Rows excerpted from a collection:
========

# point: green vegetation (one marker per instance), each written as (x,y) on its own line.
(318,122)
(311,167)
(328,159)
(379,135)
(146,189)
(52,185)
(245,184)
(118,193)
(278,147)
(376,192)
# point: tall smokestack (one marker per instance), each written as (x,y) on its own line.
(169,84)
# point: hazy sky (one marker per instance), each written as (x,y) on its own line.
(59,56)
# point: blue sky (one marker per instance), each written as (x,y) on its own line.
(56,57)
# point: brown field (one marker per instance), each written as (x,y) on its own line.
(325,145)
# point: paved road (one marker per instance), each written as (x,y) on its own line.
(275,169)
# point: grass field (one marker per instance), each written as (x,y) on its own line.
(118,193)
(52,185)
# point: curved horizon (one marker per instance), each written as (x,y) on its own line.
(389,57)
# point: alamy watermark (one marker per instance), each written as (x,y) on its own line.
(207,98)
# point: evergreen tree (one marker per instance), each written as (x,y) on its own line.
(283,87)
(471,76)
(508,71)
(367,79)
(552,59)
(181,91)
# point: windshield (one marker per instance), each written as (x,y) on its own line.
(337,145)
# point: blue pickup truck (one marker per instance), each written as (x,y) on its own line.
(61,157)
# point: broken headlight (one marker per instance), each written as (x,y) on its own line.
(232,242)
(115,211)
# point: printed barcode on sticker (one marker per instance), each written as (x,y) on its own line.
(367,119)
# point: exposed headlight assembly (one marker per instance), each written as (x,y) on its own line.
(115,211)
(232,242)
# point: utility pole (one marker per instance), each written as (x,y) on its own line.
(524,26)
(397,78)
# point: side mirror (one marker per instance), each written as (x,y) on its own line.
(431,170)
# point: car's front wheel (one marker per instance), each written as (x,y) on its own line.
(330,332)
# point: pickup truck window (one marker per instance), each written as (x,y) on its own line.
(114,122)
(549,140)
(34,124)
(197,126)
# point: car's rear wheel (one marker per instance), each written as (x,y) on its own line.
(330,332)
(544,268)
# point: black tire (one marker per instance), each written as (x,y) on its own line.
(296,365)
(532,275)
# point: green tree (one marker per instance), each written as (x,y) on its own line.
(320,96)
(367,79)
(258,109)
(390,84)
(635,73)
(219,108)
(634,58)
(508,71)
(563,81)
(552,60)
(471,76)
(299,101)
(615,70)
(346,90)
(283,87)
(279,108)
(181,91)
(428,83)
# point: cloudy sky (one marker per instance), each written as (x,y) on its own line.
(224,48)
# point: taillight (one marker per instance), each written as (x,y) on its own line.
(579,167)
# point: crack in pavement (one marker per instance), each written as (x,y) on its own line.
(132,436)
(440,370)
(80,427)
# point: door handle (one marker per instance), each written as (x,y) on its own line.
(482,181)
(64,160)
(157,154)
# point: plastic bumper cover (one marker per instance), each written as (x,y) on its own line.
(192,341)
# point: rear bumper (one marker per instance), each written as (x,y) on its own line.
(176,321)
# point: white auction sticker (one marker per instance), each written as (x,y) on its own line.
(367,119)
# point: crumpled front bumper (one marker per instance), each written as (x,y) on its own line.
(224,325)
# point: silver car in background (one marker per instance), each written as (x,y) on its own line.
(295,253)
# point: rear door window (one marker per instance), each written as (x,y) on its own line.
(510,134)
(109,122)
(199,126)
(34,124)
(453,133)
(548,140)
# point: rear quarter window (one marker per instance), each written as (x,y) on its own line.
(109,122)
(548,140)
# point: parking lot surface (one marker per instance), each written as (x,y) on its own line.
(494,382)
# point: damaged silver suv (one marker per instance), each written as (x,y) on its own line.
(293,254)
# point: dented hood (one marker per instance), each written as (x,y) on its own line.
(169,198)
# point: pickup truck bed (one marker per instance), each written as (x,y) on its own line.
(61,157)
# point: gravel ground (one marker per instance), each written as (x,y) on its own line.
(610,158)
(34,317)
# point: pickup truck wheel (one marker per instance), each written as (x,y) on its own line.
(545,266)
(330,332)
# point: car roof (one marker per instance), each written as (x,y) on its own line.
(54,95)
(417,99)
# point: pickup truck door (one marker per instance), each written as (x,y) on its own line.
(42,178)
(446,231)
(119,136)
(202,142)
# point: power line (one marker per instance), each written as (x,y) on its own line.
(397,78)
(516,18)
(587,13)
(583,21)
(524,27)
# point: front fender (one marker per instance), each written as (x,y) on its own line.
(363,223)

========

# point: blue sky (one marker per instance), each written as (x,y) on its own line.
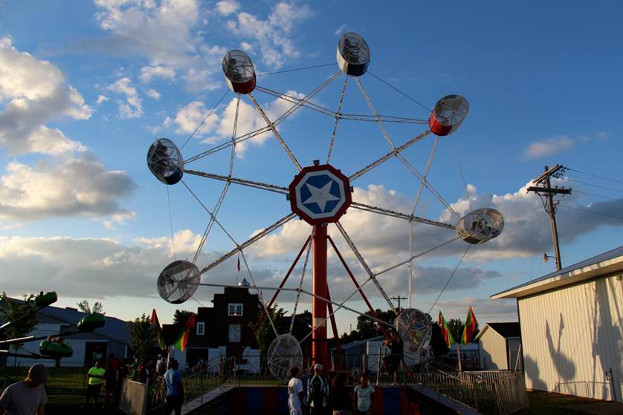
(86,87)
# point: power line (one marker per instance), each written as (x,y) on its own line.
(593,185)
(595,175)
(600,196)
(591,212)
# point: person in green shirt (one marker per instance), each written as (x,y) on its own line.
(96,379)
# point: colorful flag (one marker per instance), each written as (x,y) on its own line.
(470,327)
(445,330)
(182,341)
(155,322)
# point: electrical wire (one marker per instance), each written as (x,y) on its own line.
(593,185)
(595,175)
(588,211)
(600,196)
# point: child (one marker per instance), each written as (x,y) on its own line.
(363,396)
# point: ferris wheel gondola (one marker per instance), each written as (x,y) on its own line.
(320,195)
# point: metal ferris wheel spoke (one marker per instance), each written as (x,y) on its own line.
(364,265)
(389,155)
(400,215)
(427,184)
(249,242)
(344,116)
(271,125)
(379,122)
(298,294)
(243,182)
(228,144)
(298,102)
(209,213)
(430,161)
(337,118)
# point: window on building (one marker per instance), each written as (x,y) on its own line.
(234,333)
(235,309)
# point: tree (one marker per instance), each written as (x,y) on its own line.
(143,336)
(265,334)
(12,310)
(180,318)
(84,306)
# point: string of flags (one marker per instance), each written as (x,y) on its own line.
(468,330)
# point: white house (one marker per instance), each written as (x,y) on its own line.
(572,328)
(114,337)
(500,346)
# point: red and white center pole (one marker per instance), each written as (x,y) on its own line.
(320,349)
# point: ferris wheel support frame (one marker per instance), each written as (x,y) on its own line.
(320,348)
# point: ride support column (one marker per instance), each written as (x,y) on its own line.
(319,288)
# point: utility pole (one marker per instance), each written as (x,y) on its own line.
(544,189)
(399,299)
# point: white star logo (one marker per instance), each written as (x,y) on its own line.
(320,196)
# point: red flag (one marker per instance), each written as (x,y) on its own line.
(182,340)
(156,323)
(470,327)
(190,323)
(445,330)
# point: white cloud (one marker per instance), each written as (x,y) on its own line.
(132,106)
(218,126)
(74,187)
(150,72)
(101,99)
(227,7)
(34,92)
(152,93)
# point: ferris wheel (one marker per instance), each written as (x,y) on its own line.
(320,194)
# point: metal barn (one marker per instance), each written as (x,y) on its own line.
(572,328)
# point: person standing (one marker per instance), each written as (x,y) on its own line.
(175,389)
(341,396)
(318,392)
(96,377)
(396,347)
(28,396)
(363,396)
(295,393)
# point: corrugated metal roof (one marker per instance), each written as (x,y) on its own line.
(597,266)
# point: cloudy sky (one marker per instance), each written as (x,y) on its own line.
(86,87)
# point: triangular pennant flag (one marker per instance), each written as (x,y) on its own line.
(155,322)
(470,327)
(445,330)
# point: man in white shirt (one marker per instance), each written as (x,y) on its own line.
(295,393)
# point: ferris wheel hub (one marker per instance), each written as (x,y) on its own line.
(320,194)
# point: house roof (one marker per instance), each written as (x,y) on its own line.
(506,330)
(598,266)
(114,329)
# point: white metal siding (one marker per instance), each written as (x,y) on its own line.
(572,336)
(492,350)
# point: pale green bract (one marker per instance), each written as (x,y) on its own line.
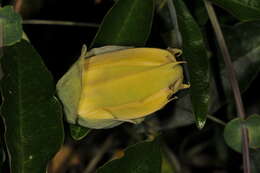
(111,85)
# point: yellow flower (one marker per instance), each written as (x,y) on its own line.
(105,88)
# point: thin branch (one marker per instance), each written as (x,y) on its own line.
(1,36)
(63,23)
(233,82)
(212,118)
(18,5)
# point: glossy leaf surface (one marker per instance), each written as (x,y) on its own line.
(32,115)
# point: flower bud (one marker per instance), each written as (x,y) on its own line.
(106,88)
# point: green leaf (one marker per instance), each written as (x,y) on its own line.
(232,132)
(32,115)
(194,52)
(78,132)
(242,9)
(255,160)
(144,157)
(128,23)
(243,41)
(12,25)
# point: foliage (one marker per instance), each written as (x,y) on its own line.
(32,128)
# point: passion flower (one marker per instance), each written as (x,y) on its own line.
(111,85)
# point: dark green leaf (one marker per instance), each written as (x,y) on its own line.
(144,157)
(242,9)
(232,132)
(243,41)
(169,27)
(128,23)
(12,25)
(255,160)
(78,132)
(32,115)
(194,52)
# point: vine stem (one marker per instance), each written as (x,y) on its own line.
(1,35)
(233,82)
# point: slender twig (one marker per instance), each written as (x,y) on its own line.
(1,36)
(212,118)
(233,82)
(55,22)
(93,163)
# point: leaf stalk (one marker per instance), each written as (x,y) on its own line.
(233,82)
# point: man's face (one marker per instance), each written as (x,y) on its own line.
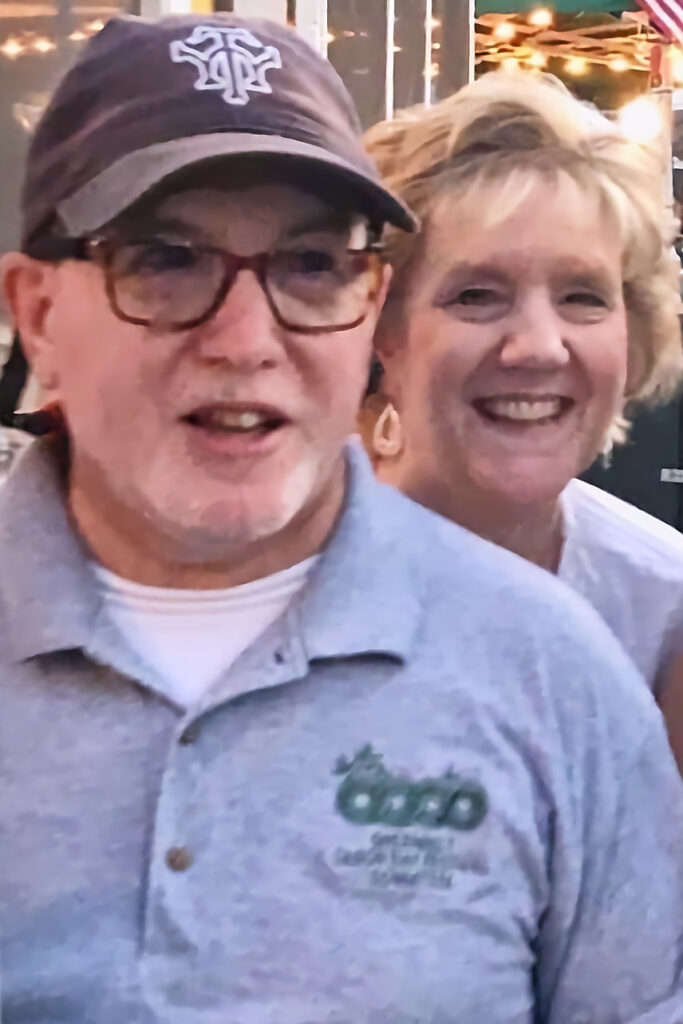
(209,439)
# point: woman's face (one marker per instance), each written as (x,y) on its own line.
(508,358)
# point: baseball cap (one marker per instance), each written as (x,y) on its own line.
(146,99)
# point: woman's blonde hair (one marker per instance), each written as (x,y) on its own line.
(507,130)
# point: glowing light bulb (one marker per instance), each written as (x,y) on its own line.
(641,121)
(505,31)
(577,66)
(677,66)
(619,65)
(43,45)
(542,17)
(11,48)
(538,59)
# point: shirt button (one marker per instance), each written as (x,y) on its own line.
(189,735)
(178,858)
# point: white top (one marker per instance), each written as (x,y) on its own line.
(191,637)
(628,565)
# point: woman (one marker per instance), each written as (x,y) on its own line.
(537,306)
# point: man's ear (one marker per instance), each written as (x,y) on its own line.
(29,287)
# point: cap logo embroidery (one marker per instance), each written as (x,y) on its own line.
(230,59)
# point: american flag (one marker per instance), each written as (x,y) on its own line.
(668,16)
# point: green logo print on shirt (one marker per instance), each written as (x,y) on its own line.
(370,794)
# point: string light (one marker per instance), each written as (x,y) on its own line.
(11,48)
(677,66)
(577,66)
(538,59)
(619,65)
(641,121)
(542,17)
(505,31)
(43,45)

========

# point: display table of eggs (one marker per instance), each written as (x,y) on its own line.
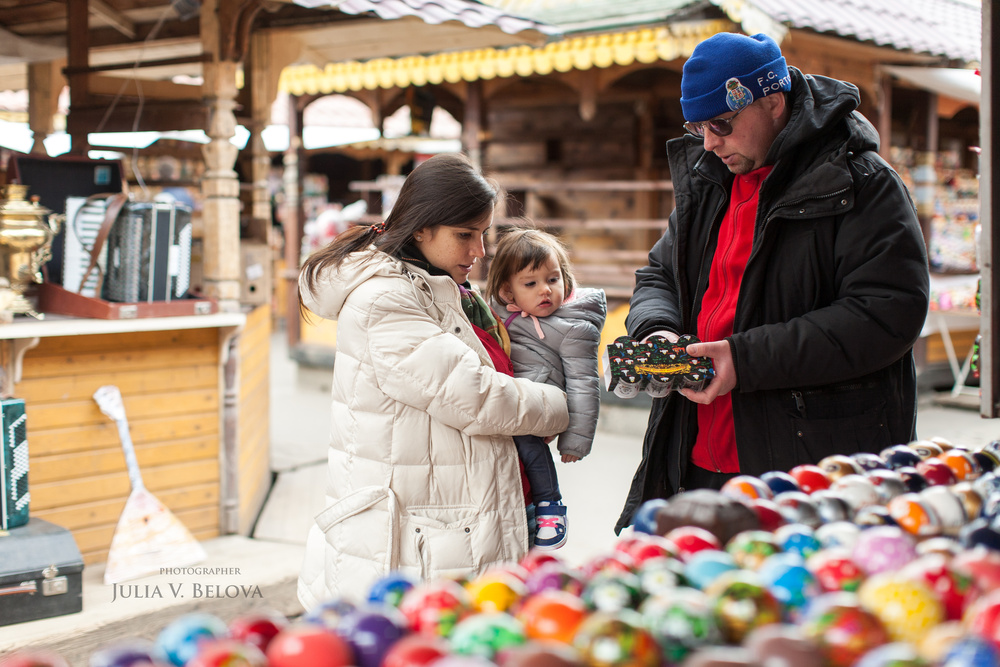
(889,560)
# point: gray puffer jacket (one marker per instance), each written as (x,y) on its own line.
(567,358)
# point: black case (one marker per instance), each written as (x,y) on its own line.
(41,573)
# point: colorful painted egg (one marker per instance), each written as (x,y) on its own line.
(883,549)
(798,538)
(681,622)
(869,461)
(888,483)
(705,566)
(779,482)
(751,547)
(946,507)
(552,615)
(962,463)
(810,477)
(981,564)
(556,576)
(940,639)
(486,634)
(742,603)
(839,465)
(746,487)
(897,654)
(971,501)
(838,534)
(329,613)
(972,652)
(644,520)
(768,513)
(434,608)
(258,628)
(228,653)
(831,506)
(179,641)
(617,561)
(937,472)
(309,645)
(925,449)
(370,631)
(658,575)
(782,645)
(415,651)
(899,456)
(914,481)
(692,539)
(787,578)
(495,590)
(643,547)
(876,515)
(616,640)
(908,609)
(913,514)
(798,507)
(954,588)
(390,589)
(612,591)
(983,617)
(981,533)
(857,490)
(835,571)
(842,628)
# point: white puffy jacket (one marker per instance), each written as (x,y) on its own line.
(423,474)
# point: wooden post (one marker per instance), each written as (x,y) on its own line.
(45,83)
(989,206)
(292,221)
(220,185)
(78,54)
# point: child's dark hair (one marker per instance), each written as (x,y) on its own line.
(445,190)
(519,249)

========

_What you are asked to do:_ Count the lines in the rows above that contain the string "silver", matching case exactly, and give only the number.

_Task answer:_ 2